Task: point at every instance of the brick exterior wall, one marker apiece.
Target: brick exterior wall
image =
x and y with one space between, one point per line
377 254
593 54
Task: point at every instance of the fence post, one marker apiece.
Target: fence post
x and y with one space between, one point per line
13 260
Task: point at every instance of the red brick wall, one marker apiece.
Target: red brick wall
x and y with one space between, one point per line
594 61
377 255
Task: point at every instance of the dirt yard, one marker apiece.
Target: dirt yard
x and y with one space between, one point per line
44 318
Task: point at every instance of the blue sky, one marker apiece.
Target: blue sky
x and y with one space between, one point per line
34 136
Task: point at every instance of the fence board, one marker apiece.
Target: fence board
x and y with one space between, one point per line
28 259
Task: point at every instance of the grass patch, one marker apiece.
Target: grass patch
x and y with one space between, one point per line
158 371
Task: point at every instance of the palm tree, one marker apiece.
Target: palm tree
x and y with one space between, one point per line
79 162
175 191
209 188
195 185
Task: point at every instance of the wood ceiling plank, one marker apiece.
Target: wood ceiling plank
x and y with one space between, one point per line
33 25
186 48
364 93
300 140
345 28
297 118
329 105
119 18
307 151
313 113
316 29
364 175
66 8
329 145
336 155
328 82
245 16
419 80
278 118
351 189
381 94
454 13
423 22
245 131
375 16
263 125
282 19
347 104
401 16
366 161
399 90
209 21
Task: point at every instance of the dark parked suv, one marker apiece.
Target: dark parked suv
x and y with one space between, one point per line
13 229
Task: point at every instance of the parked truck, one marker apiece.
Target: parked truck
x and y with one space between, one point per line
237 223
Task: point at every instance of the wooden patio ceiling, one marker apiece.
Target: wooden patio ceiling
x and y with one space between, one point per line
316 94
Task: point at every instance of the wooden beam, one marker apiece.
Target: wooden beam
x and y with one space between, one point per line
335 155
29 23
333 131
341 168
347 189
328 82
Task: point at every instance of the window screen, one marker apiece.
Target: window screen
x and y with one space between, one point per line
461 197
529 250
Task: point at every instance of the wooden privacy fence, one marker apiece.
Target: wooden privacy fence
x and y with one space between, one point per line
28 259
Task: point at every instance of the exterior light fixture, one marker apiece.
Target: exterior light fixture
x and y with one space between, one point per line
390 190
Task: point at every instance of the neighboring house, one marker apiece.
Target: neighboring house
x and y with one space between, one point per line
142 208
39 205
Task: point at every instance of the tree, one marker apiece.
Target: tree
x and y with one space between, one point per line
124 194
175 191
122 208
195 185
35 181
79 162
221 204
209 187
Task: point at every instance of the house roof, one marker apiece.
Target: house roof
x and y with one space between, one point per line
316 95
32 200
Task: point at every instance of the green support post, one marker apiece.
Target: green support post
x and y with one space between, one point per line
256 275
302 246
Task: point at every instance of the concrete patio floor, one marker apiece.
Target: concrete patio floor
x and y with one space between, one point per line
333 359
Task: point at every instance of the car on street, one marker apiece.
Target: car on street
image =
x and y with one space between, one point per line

• • • • •

| Instructions for the task |
Can you write out the rows again, starting at the line that contains "Task: point at every instance of the neighboring" and running through the last line of the rows, with the requests included? Multiply every x and y coordinate in the answers by 1.7 and round each to a whole number, with halves rounded up.

| Exercise output |
Task: point at every instance of the neighboring house, one marker apiece.
Target: neighboring house
x and y with one space between, one point per line
241 354
66 349
Task: point at every instance of the tree, one marker apiece.
Target: tree
x and y with one space between, one point per line
211 330
298 325
207 354
332 315
60 308
134 275
376 347
355 318
Task: point at every instance of the house roof, one marker apiece.
Target: house roof
x and y with one space between, one point per line
537 162
54 340
Task: point at every instance of the green support post, one marker apiece.
Target: green support post
x and y with one space between, one point per line
435 468
513 418
Task: point at every instance of the concrete patio floor, one marker apiece.
Target: concrete patio floor
x and y with one space between, one point per line
566 610
Task: point at every instance of the car on street, one marker apiece.
Target: car on street
image =
x and y with one space between, one point per line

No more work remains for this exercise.